**Objective**.
The records below must be duplicated exactly, character for character.

**Available data**.
+---+

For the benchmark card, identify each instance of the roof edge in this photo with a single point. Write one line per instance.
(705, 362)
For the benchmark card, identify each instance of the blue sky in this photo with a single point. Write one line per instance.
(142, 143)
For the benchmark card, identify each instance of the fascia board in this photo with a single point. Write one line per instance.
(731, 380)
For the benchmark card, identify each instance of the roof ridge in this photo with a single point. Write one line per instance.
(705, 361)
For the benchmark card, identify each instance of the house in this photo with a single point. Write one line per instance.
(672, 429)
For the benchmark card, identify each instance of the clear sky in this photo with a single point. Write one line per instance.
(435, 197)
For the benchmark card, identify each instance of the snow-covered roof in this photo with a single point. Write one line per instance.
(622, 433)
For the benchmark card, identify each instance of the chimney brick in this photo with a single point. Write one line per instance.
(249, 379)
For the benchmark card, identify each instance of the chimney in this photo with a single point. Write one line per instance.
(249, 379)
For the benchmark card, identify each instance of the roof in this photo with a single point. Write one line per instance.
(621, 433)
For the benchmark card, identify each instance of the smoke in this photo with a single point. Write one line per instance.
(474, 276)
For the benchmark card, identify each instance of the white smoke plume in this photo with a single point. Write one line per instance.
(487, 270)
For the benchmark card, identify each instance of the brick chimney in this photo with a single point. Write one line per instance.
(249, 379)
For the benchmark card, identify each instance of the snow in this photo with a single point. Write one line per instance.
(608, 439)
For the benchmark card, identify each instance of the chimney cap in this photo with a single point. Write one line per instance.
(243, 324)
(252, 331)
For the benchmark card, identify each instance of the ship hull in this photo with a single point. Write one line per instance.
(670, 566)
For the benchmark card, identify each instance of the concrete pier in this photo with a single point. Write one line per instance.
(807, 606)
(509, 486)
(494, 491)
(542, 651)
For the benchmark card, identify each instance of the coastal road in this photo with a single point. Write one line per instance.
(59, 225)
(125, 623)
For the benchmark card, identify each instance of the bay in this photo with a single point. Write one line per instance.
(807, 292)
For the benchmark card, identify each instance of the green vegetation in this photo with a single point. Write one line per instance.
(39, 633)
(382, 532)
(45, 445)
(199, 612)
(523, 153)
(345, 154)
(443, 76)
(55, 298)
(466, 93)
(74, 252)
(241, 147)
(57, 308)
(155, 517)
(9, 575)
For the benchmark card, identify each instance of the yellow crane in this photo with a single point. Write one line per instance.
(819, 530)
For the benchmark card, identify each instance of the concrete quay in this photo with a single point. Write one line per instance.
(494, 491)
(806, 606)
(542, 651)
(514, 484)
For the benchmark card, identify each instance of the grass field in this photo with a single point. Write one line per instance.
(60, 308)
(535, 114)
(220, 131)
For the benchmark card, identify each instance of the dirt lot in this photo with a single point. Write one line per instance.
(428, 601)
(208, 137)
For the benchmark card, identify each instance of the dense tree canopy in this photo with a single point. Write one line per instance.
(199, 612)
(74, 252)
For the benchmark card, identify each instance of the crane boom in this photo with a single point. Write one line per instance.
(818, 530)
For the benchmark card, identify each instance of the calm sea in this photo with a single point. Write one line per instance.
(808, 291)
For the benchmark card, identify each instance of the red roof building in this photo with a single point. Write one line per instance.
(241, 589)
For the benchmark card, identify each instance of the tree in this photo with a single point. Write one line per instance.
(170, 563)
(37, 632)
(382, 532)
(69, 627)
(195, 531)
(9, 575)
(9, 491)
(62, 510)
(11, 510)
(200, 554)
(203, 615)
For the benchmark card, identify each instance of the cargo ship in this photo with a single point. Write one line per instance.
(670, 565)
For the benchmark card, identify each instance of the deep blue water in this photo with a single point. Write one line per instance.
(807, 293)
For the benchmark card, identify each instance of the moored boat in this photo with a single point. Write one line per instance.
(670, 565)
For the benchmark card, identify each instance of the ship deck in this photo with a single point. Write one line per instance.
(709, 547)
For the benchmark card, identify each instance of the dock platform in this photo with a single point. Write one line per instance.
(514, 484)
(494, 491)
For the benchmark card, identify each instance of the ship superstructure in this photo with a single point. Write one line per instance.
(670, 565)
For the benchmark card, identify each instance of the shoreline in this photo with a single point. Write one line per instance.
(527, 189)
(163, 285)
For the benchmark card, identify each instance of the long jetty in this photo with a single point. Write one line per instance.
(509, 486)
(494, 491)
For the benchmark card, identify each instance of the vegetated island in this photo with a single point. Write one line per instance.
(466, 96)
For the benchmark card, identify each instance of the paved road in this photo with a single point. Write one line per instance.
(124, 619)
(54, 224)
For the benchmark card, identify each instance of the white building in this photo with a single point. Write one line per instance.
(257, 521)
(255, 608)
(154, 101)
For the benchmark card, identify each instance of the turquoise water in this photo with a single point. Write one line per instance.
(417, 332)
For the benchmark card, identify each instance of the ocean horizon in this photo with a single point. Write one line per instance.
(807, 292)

+---+

**The answer**.
For the benchmark card, identify each instance of the roof edge in this photo with a single point. Write one line per instance.
(705, 362)
For the benchmark card, identify each instance of the blue sky in this photo with a single point. Write one line per instance.
(142, 143)
For the benchmark card, identify each instance of the fascia board in this photo with a single point. Write one line per instance.
(731, 380)
For the benchmark card, identify each instance of the roof ridge in this photo with a single point. Write one line per instance.
(705, 361)
For the benchmark card, identify each instance of the house in this photo with a single point. Write one line per instance.
(672, 429)
For the benchmark card, identify each instance of the clear sky in this photo with a single point. Write one line per instance.
(435, 197)
For the benchmark card, identify each instance of the snow-covered roof in this photo with a single point. Write one line per instance.
(622, 433)
For the benchmark card, identify each instance of the chimney brick in this photo with a single point. Write one line per instance.
(249, 379)
For the benchmark card, identify each instance of the chimney in this photo with a single point. Write one line per instance.
(249, 379)
For the benchmark card, identify each instance of the roof in this photo with a single point. Write one line per instance.
(621, 433)
For the benchmark card, identify each instance of the smoke in this photo with a single point. Write one line per instance.
(474, 276)
For the benchmark card, identify each instance of the white smoke plume in this photo with a single point. Write one line per instance.
(487, 270)
For the benchmark card, identify each instance of the brick chimney in this photo with a single point. Write one line per instance.
(249, 379)
For the benchmark card, identify each instance of the snow in this photo with a single point. Write one line per instance.
(608, 439)
For the benchmark card, identify each instance of the chimney cap in this photo with a single point. Write one line per instance.
(243, 324)
(252, 331)
For the benchmark card, identify each instance of the ship hull in this photo with a single point. Write one line per instance.
(670, 566)
For the benchmark card, identify each instance of the concrete pier in this photo with a single point. Write one line per instance.
(807, 606)
(509, 486)
(494, 491)
(542, 651)
For the benchmark card, identify each instance of the coastal road in this photo with a single point. Write one line per instance.
(59, 225)
(125, 623)
For the benchmark card, identify each instance of the bay in this photo with a single point. Write one line per instance.
(807, 292)
For the benchmark card, identify each instance of the green vegetation in this photo with a single point. Write one line per instance.
(39, 633)
(382, 532)
(45, 445)
(199, 612)
(523, 153)
(345, 154)
(443, 76)
(55, 298)
(466, 93)
(74, 252)
(241, 147)
(57, 308)
(155, 517)
(9, 575)
For the benchmark card, identify each instance of the yellow crane in this photo with a single point. Write one line per instance.
(819, 530)
For the benchmark card, identify each instance of the concrete quay in this photo with a single point. Write one line per instance.
(494, 491)
(806, 606)
(542, 651)
(514, 484)
For the benchmark card, identify each instance of the grass field in this photo with a single point. Write one line per instance.
(60, 308)
(535, 114)
(220, 131)
For the benchmark card, identify each instance of the dirt lot in this photo with a single point. Write one line per instance.
(428, 601)
(208, 137)
For the benchmark card, identify each instance of the dense tree canopy in this photo with a single point. Write one line per instance.
(199, 612)
(74, 252)
For the benchmark card, identify each instance of the crane boom in this photo with a single point. Write one line per instance.
(818, 530)
For the benchmark card, identify each instance of the calm sea in this photo with a single point. Write one line per instance.
(808, 291)
For the benchmark card, identify each instance of the red roof building in this photo with a single point. Write one line per instance.
(241, 589)
For the benchmark card, identify each instance of the tree in this photo with a single point. Write one line per instance.
(170, 563)
(37, 632)
(382, 532)
(69, 627)
(195, 531)
(9, 575)
(9, 491)
(62, 510)
(11, 510)
(200, 554)
(203, 615)
For the benchmark card, identify each instance of the cargo ship in this photo with a single point. Write one line per instance.
(670, 565)
For the benchmark card, identify each instance of the deep blue water in this photo with a single point. Write one line per instance.
(807, 293)
For the benchmark card, identify each instance of the moored boat in this photo with a single point. Write one line per instance.
(670, 565)
For the benchmark card, identify each instance of the ship deck in this photo with a single point. Write one line per instance.
(709, 547)
For the benchmark card, identify each instance of the dock platform in this photo with a single point. Write one line per instance.
(514, 484)
(494, 491)
For the benchmark card, identify each instance of the ship superstructure in this photo with a single point. Write one line per instance.
(670, 565)
For the benchmark card, identify each instance of the shoreline in this photo with a single point. Write one line per instance.
(527, 189)
(163, 285)
For the benchmark card, identify each instance of the long jetty in this photo with a single point. Write one line per instance.
(509, 486)
(494, 491)
For the benchmark card, identify each instance of the vegetated island in this photo with a single point. Write one line per instance.
(466, 96)
For the benchmark card, identify each instance of the paved road in this photo with a single point. Write one line per instance.
(124, 619)
(54, 224)
For the benchmark card, identify each instance of the white building in this photo with a single point. Write one line per instance.
(257, 521)
(255, 608)
(154, 101)
For the benchmark card, identify each instance of the turquoise water in this photo with a single point. Write one line per instance.
(417, 332)
For the benchmark card, identify each instance of the ocean horizon in this photo with a single point. Write one line per instance.
(807, 292)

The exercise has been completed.